Stated task: Output the lines below word for word, leaving out the pictures.

Recorded data:
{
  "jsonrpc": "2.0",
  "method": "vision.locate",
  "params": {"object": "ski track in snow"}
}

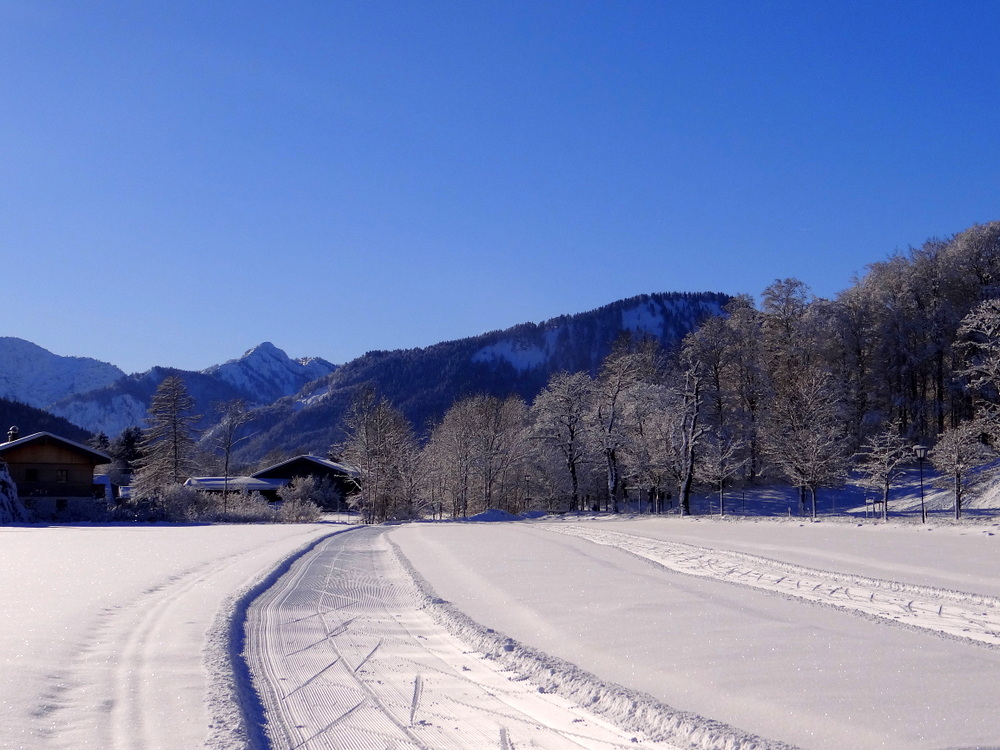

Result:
[538,524,1000,648]
[245,529,692,750]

Worked solution:
{
  "jsonrpc": "2.0",
  "method": "vision.locate",
  "params": {"object": "ski track in snow"}
}


Result:
[538,524,1000,648]
[245,529,692,750]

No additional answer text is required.